### Written exercise
Report every line in the rows below that contains the word "Give", copying each such line in full.

========

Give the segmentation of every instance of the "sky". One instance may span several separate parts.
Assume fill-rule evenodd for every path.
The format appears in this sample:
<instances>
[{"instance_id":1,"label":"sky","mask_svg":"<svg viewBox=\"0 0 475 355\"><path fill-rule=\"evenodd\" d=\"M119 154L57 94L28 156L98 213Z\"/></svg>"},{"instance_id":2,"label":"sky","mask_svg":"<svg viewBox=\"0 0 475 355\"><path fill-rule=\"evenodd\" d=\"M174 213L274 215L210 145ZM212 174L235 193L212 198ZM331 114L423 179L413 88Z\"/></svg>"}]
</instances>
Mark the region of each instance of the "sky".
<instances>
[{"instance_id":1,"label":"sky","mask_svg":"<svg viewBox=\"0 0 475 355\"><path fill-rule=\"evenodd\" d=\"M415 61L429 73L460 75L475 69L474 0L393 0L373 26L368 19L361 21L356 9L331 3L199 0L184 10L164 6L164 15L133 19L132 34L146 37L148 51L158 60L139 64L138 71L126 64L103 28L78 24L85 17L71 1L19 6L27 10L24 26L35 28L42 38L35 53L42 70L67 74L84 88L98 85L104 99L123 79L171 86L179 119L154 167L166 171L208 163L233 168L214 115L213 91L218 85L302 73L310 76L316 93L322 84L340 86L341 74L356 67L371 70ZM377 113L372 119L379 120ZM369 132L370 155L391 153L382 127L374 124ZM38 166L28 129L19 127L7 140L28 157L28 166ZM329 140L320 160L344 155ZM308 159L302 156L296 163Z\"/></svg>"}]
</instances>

========

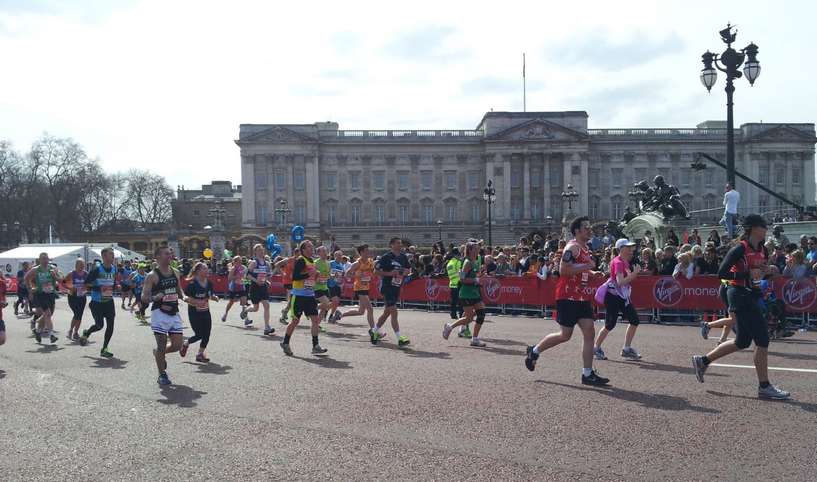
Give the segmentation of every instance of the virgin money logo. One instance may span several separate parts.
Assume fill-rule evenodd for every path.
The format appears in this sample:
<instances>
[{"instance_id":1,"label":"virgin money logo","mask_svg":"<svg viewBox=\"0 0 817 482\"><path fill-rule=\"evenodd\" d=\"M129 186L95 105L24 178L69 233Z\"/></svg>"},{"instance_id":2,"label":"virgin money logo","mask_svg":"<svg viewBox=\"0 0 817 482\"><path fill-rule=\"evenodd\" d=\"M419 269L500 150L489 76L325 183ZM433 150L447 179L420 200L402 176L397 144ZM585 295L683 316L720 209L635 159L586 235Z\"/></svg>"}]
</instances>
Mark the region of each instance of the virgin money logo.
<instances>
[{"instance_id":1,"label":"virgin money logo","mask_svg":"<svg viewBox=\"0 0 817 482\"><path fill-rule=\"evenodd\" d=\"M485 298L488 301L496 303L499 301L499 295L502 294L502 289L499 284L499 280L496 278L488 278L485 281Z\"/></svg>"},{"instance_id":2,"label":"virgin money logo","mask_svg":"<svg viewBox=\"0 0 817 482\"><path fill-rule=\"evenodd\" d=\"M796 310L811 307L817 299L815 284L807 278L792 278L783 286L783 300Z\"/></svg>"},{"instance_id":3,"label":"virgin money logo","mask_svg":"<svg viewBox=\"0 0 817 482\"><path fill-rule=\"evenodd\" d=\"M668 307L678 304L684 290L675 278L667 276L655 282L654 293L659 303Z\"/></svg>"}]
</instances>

========

### Written solution
Give the segmentation of every instance of the "sky". One instance may span several separate parts.
Give the segmentation of every instance of the virgin money logo. One instance may span several separate parts.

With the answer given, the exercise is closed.